## [Work to be completed]
Copy every line of the data below unchanged, and leave the pictures out.
-- -- --
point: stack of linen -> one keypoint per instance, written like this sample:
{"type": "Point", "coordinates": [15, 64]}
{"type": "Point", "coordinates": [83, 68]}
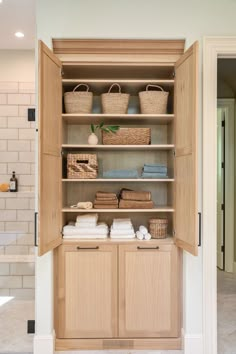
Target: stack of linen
{"type": "Point", "coordinates": [135, 200]}
{"type": "Point", "coordinates": [86, 226]}
{"type": "Point", "coordinates": [105, 200]}
{"type": "Point", "coordinates": [154, 171]}
{"type": "Point", "coordinates": [122, 228]}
-- -- --
## [Reply to the task]
point: stack of linen -> one keypoint per instance, written like this sample:
{"type": "Point", "coordinates": [15, 64]}
{"type": "Point", "coordinates": [83, 68]}
Target: stack of linen
{"type": "Point", "coordinates": [135, 200]}
{"type": "Point", "coordinates": [86, 226]}
{"type": "Point", "coordinates": [105, 200]}
{"type": "Point", "coordinates": [154, 171]}
{"type": "Point", "coordinates": [122, 228]}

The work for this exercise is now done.